(Natural language region descriptions)

<<<<

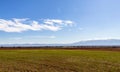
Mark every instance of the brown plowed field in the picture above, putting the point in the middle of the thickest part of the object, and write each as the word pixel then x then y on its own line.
pixel 66 48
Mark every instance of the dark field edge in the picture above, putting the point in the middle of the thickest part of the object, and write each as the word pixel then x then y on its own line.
pixel 103 48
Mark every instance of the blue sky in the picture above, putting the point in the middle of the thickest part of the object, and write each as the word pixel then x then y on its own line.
pixel 58 21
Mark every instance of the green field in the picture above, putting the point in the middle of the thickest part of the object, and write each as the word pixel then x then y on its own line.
pixel 59 61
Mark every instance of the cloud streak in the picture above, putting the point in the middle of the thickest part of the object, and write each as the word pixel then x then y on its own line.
pixel 20 25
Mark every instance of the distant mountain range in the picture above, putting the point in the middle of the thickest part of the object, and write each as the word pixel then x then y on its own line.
pixel 109 42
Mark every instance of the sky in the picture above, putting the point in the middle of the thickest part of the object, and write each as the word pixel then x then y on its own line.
pixel 58 21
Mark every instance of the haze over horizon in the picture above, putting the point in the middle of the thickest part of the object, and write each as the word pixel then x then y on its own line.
pixel 58 21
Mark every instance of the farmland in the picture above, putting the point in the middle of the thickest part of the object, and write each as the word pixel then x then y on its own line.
pixel 59 60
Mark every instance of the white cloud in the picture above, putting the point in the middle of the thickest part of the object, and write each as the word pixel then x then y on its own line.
pixel 20 25
pixel 45 37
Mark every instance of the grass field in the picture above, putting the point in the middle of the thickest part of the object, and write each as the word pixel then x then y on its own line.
pixel 59 61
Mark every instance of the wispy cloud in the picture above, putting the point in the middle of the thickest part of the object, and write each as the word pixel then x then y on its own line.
pixel 20 25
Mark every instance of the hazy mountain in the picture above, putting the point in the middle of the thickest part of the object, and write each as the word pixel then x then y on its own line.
pixel 109 42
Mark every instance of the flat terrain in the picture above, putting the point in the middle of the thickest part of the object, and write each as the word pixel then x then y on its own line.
pixel 59 60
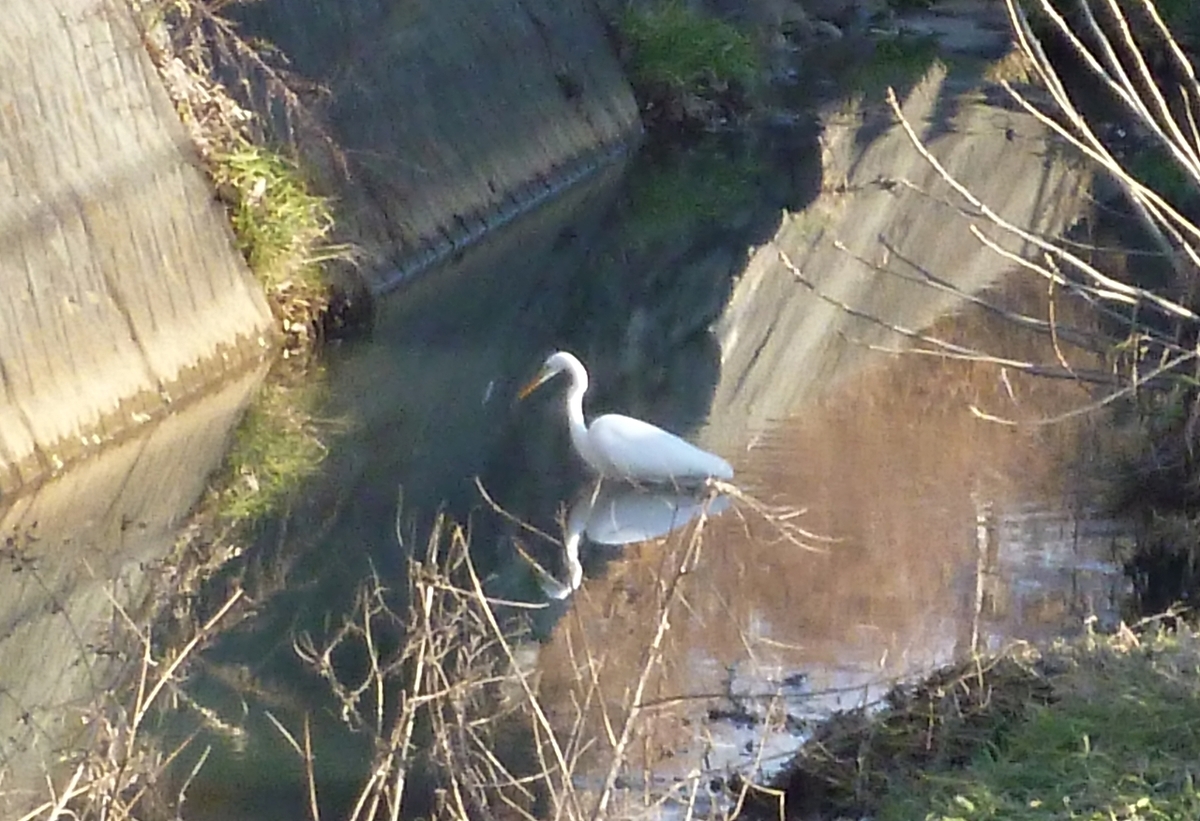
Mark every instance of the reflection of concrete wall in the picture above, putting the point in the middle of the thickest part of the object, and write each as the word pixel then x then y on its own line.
pixel 69 546
pixel 451 115
pixel 781 343
pixel 120 291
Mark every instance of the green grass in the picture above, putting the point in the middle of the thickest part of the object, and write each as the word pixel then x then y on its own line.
pixel 281 227
pixel 675 47
pixel 1120 741
pixel 688 192
pixel 276 448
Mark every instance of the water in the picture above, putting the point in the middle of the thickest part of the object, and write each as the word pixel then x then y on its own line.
pixel 886 526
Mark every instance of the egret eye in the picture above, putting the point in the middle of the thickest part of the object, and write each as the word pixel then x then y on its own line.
pixel 617 447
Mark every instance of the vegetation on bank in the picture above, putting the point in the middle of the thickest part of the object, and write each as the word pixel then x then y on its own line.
pixel 689 71
pixel 281 225
pixel 1097 729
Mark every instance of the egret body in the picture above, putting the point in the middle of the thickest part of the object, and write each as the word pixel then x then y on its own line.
pixel 624 448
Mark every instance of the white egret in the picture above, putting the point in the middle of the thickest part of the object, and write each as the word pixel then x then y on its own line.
pixel 618 447
pixel 621 515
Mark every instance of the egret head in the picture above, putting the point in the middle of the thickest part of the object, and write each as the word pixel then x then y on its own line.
pixel 555 364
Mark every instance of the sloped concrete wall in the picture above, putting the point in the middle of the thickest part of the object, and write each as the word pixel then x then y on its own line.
pixel 73 550
pixel 450 115
pixel 120 291
pixel 887 244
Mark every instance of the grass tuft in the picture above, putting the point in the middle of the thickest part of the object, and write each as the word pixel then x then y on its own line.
pixel 281 227
pixel 1107 727
pixel 276 448
pixel 688 69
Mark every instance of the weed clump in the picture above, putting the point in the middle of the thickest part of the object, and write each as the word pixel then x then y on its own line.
pixel 689 71
pixel 1104 727
pixel 281 226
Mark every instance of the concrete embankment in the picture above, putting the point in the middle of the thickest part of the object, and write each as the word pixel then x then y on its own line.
pixel 450 117
pixel 120 291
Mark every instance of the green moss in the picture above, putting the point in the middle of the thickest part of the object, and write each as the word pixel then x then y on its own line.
pixel 281 227
pixel 1121 739
pixel 694 189
pixel 893 61
pixel 276 448
pixel 675 49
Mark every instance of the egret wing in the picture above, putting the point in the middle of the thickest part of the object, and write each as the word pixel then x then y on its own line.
pixel 633 449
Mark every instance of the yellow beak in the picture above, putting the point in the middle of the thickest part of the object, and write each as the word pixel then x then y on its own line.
pixel 532 385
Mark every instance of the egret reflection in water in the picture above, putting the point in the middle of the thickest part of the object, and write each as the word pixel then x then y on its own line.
pixel 621 514
pixel 618 447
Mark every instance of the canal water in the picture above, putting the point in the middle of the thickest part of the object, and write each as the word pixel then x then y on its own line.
pixel 904 492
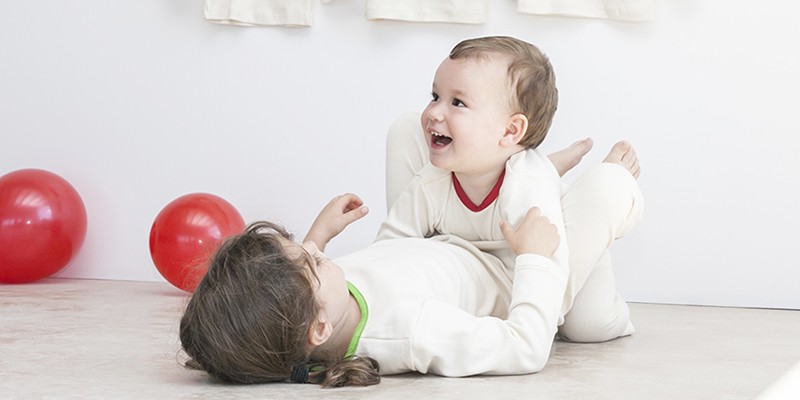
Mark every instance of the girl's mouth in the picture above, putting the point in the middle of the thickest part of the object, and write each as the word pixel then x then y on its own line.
pixel 438 140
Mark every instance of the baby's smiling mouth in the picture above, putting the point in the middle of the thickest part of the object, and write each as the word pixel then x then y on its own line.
pixel 439 140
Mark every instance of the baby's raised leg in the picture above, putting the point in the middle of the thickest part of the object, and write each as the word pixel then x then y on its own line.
pixel 603 204
pixel 567 158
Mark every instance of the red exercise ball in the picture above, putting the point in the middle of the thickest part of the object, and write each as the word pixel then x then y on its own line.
pixel 42 225
pixel 187 232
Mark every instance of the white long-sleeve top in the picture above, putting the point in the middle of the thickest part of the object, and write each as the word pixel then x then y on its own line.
pixel 434 306
pixel 430 206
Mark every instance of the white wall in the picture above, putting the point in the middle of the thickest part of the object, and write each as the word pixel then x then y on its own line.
pixel 138 102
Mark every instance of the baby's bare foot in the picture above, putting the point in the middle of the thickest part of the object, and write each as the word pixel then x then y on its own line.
pixel 622 153
pixel 567 158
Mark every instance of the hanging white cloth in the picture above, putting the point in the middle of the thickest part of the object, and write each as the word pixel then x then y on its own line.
pixel 260 12
pixel 620 10
pixel 454 11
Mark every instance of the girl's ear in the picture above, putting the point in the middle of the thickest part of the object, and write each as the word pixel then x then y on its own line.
pixel 320 330
pixel 515 130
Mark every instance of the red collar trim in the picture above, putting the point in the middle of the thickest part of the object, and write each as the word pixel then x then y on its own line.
pixel 491 197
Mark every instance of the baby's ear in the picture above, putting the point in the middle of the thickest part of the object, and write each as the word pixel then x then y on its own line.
pixel 515 130
pixel 320 330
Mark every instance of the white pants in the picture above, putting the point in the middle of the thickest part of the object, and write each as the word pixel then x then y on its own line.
pixel 602 205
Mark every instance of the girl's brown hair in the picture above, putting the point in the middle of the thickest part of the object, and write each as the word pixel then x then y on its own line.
pixel 531 76
pixel 248 319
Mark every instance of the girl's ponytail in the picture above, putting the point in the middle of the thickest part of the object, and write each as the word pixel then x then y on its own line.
pixel 352 371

>>>>

The answer should consist of every line above, exact and free of images.

Mark every instance of the brown plowed field in the picture above, putting the point in the middle of the thickest part of the object, and write each as the word pixel then x then y on its own line.
pixel 66 48
Mark every instance of the dark field edge in the picture above, putting the point in the middle of the thickest part of the object, and write each as the word pixel then x then y on its own line.
pixel 103 48
Mark every instance of the blue sky in the picture above, putting the point in the middle of the thickest part of the object, and write each as the word pixel then x then y on its own line.
pixel 58 21
Mark every instance of the green field in the picture above, putting the point in the middle of the thickest part of the object, and write each as the word pixel then x then y on its own line.
pixel 59 61
Mark every instance of the cloud streak in the picture above, putting the point in the middle of the thickest part of the object, and write each as the word pixel then x then y on its own line.
pixel 20 25
Mark every instance of the distant mountain range in the picture above, putting the point in the middle of the thickest part of the object, and write each as the word pixel then x then y on its own line.
pixel 109 42
Mark every instance of the sky in the picture above, putting the point in the middle of the thickest part of the object, and write each as the word pixel then x then y on its own line.
pixel 58 21
Mark every instance of the haze over horizon in the picture above, putting the point in the middle of the thickest part of the object, and write each as the word pixel then x then y on its own line.
pixel 58 21
Mark every instance of the farmland in the picture above, putting the point in the middle of the thickest part of the object, and write each as the word pixel then x then y on its own line.
pixel 59 60
Mark every instance of the white cloud in the picture above, putting the point in the middle of the thickest part of the object, and write each as the word pixel then x then y on its own line.
pixel 20 25
pixel 45 37
Mark every instance of the grass field in the picture above, putting the point in the middle of the thickest part of the object, and write each as the word pixel then x then y on its own line.
pixel 59 61
Mark every instance of the wispy cloud in the picture above, putting the point in the middle of the thickest part of the object, and write each as the word pixel then x then y on its own line.
pixel 20 25
Mark every instance of the hazy mountain in the picture above, putting the point in the middle of the thickest part of the object, and write each as the word pixel then x then y on its own line.
pixel 109 42
Mark every instance of the flat terrain in the picture above, putting the point in the middle of the thickest part of the object, and write each as the word pixel then x then y on its own line.
pixel 59 60
Mark every instance of the reflection of concrete wall in the picture above, putting the point in the middle of the thickest part of the object, and write each as the word pixel then x then y on its own line.
pixel 69 546
pixel 451 115
pixel 781 343
pixel 120 291
Mark every instance of the green grass in the picture above, putting the point in the middle of the thickest part of the object, and write each as the word pixel then x then y on its own line.
pixel 281 227
pixel 675 47
pixel 1120 741
pixel 688 192
pixel 276 448
Mark every instance of the water in the picture above, putting the point in the middle of the thickest part of the object, and write each as the word pixel then x then y on its own line.
pixel 886 526
Mark every instance of the egret eye in the picture above, putting the point in the middle of the thickest part of the object, and write each as the word pixel then x then y on its own line.
pixel 617 447
Mark every instance of the vegetation on bank in the picture above, putting the point in the middle of the thickest part of the object, and write each as the word pixel then x then y on its own line.
pixel 689 71
pixel 281 225
pixel 1097 729
Mark every instance of the egret body in the picture above, putting the point in the middle of the thickest part of the object, and write each as the word pixel then x then y on its own line.
pixel 624 448
Mark every instance of the white egret in the picture above, putting the point in the middle of the thickest part of the object, and write each as the word pixel then x then y on its own line.
pixel 618 447
pixel 621 515
Mark every instance of the egret head in the picture above, putting the point in the middle of the thickest part of the object, and write each as the word pixel then x then y on its own line.
pixel 555 364
Mark every instance of the sloped concrete wall in the picture above, putting the point in the middle of the thickest part of the object, and write each as the word pixel then x then y on its own line.
pixel 73 550
pixel 450 115
pixel 120 291
pixel 887 244
Mark every instance of the grass tuft in the picture above, putting the point in the middle of the thickest part of the object, and write each as the word pixel then x then y on its own line.
pixel 281 227
pixel 1107 727
pixel 276 448
pixel 688 69
Mark every instance of the weed clump in the picture above, putting the point in the middle of the thickest part of the object, and write each as the word pixel then x then y on its own line.
pixel 689 71
pixel 1104 727
pixel 281 226
Mark every instance of the concrete embankment in the picture above, putting the point in the middle of the thickest part of the object, and write each as the word pixel then x then y on its own line.
pixel 450 117
pixel 120 291
Mark every instance of the green moss in the picture above, putting the point in the middle of the thickest part of the object, and write each as the word pixel then x then y on its own line.
pixel 281 227
pixel 1121 739
pixel 694 189
pixel 893 61
pixel 276 448
pixel 675 49
Mark every instance of the egret wing in the picture above, putting the point in the middle of the thickest part of the object, and write each as the word pixel then x then y on its own line.
pixel 633 449
Mark every instance of the yellow beak in the picture above, putting the point in the middle of the thickest part of the object, and write each as the word pixel then x then y on its own line.
pixel 532 385
Mark every instance of the egret reflection in water in the picture above, putting the point in the middle of the thickest part of the object, and write each as the word pixel then x then y on its own line.
pixel 621 514
pixel 618 447
Mark every instance of the canal water in the picture above, putting the point in the middle of the thickest part of the object, and write each as the word pixel then x then y on its own line.
pixel 904 492
Mark every instance of the girl's mouth in the picture above, putting the point in the middle of the thickest part of the object, and write each as the word pixel then x then y on its own line.
pixel 438 140
Mark every instance of the baby's smiling mouth in the picture above, putting the point in the middle of the thickest part of the object, and write each as the word pixel then x then y on its own line.
pixel 439 140
Mark every instance of the baby's raised leg in the picture above, putting the point in the middle of the thickest part of the object, and write each as the word pixel then x then y on its own line.
pixel 603 204
pixel 567 158
Mark every instance of the red exercise ball in the picture above, putting the point in the middle of the thickest part of the object, and write each as the word pixel then x then y on its own line.
pixel 42 225
pixel 187 232
Mark every instance of the white long-sleeve top in the picture above, putting the point in the middle of the thickest part of the object, and write each as the word pixel then x then y on its own line.
pixel 434 306
pixel 430 206
Mark every instance of the white wall in the picture above, putting the point in the middle of the thickest part of the object, and write each as the word pixel then x then y on its own line.
pixel 138 102
Mark every instance of the baby's bare foot in the picture above, putting the point in the middle of the thickest part of the object, and write each as the word pixel then x then y on its own line.
pixel 622 153
pixel 567 158
Mark every instance of the hanging white cloth in the picture above, putting the point in the middle of the thickest part of the object, and write each as the word pixel then x then y on its own line.
pixel 260 12
pixel 620 10
pixel 454 11
Mark every instance of the girl's ear in the picture above, putting the point in the middle of the thickest part of the object, and write each as the word pixel then x then y on its own line.
pixel 320 330
pixel 515 130
Mark every instance of the red collar trim in the picture above, putting the point in the middle of the thickest part of the object, and write each as the word pixel then x then y on its own line.
pixel 491 197
Mark every instance of the baby's ear in the picture above, putting the point in the middle of the thickest part of the object, and write each as the word pixel then x then y on its own line.
pixel 515 130
pixel 320 330
Mark every instance of the white pants in the picture above, putting the point in the middle of the thickest part of the object, and write each as the word pixel then x then y on its own line.
pixel 602 205
Mark every instance of the girl's brown hair in the picture above, putting the point in the middle of the thickest part of the object, and write each as the word pixel then x then y on its own line.
pixel 531 76
pixel 248 319
Mark every instance of the girl's ponytail in the picture above, putting the point in the middle of the thickest part of the object, and write each as the word pixel then x then y on its own line.
pixel 352 371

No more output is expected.